Selected excerpt:
== Segment start ==

- Born: Jacques Jean Marie Gouzerh 9 June 1934 Neuilly-sur-Seine, France
- Died: 10 April 2023 (aged 88) Nemours, France
- Occupations: writer and essayist

= Jacques Serguine =

French writer and essayist

Jacques Jean Marie Gouzerh (9 June 1934 – 10 April 2023), known professionally as Jacques Serguine, was a French writer and essayist.

== Biography ==
Born in 1934, Jacques Serguine, pen name of Jacques Gouzerh, lived and worked in Avon near Fontainebleau. He was noticed very young by Jean Paulhan who published his first texts in La Nouvelle Revue française. In 1959, his first novel, Les Fils de Rois, inaugurated the series "Le Chemin" (Gallimard) directed by Georges Lambrichs, obtained the Prix Fénéon and missed the Prix Médicis by one vote behind Claude Mauriac. Assimilated to the literary movement of the Hussards, he will decline the invitation by political convictions. His fourth novel Mano l'Archange, although unanimously hailed by the critic whose first defender was Kleber Haedens, was banned from sale for "harm to good morals".

== Segment end ==

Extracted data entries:
== Segment start ==

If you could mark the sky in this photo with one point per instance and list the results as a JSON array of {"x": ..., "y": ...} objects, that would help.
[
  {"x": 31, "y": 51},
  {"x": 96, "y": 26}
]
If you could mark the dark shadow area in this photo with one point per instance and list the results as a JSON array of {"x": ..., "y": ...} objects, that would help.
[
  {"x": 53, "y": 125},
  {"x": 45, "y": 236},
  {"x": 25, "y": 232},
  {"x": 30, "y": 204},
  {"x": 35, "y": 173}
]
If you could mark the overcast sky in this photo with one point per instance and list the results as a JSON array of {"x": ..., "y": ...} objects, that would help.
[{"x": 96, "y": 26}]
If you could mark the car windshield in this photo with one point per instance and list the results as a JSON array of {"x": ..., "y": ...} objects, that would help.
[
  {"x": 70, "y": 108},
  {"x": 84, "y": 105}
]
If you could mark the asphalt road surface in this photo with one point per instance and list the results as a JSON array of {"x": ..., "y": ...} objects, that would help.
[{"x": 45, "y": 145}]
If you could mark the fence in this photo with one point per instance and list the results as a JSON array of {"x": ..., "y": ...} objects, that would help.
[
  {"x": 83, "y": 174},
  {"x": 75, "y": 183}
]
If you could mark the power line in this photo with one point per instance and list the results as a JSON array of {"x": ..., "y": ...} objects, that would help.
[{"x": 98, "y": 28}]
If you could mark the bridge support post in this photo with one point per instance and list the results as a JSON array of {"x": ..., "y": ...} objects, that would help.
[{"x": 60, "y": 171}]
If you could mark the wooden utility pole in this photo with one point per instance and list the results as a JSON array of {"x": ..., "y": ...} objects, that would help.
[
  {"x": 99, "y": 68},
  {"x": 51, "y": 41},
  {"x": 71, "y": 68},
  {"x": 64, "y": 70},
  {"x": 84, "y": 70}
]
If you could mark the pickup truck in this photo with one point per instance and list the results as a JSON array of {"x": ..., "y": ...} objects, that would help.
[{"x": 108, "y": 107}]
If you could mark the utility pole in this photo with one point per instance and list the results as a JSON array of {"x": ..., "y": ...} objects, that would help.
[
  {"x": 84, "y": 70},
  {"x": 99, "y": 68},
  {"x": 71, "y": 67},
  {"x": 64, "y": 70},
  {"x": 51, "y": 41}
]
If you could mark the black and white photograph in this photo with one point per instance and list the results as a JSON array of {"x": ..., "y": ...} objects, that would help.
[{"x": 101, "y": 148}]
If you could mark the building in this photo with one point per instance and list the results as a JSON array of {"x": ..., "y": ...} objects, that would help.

== Segment end ==

Exercise directions:
Name every person mentioned in the biography of Jacques Serguine other than Serguine himself, in the order they appear.

Output:
Jean Paulhan, Georges Lambrichs, Claude Mauriac, Kleber Haedens